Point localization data
§ §
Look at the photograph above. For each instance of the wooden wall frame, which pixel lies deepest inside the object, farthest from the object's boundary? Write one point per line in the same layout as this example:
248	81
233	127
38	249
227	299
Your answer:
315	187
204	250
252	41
§ §
- _What is required_:
Every line of the data above should be retyped precisely.

- _Solution for this task_:
Look at the photograph above. For each instance of the wooden wall frame, which pixel lies deepest inside the object, farthest from the object's boundary? Write one point per line in the same layout as this example:
248	81
233	127
38	249
227	299
Your answer:
315	187
204	250
252	41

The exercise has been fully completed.